Turn each line of the data below into a row of a Markdown table with two columns, "No." and "Line", numbering the rows in order and leaving out blank lines.

Extracted records:

○ ○ ○ ○ ○

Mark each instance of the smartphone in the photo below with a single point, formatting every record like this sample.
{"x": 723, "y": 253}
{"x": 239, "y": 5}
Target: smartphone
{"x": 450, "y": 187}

○ ○ ○ ○ ○

### ANSWER TO THIS EXERCISE
| No. | Line |
|---|---|
| 1 | Mark each instance of the smartphone in the photo below with a single point, formatting every record like this sample. |
| 2 | {"x": 723, "y": 253} |
| 3 | {"x": 239, "y": 5} |
| 4 | Target: smartphone |
| 5 | {"x": 450, "y": 187} |